Go through the material below, count the lines with the word "blue", and reply with the count alone.
##### Material provided #####
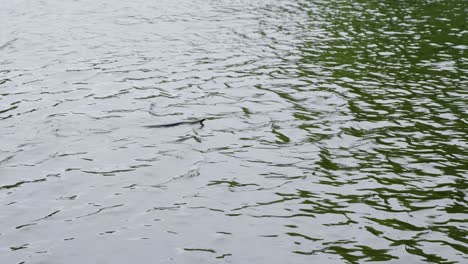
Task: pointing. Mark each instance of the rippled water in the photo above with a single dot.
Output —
(336, 131)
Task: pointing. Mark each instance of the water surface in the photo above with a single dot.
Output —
(336, 131)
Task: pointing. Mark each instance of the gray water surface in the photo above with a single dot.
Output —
(336, 131)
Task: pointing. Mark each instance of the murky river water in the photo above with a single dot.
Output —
(336, 131)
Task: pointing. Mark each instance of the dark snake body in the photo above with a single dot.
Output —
(178, 124)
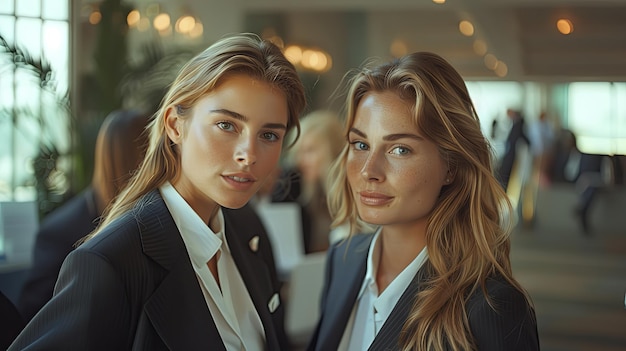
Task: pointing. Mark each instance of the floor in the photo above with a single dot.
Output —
(577, 281)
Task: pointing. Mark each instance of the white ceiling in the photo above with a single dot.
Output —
(520, 33)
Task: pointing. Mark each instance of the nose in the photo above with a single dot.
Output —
(246, 153)
(372, 169)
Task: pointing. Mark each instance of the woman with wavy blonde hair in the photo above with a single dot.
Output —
(436, 274)
(180, 262)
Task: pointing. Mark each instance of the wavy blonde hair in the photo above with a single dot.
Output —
(241, 53)
(468, 229)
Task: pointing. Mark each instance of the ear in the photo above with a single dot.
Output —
(449, 178)
(173, 125)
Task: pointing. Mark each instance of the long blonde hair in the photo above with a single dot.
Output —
(242, 53)
(468, 230)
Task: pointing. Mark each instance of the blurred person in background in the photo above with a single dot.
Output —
(179, 261)
(517, 134)
(436, 275)
(321, 140)
(120, 147)
(542, 137)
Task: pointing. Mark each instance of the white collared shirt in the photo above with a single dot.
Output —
(237, 321)
(371, 310)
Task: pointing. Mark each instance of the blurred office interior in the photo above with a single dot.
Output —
(66, 64)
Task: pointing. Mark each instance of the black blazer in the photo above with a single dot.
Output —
(133, 287)
(512, 327)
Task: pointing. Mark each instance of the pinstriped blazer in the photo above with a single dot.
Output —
(133, 287)
(512, 327)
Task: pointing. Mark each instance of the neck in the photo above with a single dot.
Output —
(398, 248)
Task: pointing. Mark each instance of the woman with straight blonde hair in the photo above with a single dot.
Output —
(180, 262)
(436, 274)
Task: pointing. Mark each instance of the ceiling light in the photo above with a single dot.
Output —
(565, 26)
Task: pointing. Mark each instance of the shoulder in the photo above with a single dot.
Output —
(125, 234)
(75, 214)
(505, 297)
(352, 248)
(509, 322)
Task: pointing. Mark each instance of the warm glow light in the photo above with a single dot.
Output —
(293, 53)
(161, 22)
(501, 69)
(491, 61)
(133, 18)
(310, 59)
(95, 17)
(480, 47)
(185, 24)
(398, 48)
(466, 28)
(565, 26)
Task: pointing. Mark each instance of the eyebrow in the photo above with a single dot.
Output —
(243, 118)
(390, 137)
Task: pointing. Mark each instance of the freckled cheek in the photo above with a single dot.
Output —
(353, 168)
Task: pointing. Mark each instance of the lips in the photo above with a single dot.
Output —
(240, 179)
(371, 198)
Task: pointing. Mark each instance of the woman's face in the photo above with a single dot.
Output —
(394, 172)
(230, 143)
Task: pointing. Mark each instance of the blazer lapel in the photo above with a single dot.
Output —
(348, 270)
(388, 336)
(244, 242)
(177, 308)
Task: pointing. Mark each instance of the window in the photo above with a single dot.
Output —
(35, 131)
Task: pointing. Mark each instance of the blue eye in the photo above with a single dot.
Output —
(269, 136)
(400, 150)
(359, 145)
(226, 126)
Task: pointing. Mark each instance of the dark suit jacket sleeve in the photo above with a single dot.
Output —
(56, 238)
(89, 306)
(512, 326)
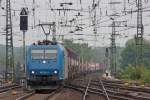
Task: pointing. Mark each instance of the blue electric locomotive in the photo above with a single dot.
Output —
(45, 65)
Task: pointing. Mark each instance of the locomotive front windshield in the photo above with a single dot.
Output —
(44, 54)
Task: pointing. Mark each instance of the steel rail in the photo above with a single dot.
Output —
(104, 90)
(86, 91)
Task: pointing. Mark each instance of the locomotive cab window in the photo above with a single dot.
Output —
(44, 54)
(37, 54)
(51, 54)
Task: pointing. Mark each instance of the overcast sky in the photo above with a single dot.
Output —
(105, 9)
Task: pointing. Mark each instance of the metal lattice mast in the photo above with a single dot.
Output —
(113, 49)
(139, 36)
(9, 40)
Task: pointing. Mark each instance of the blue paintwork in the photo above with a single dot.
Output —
(50, 65)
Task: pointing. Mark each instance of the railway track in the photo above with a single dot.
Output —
(110, 91)
(38, 96)
(9, 87)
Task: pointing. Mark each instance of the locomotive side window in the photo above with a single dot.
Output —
(37, 54)
(51, 54)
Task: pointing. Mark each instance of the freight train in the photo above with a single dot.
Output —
(49, 63)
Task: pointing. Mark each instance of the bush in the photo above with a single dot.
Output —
(139, 73)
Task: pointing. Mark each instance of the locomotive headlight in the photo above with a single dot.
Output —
#####
*Solution below*. 3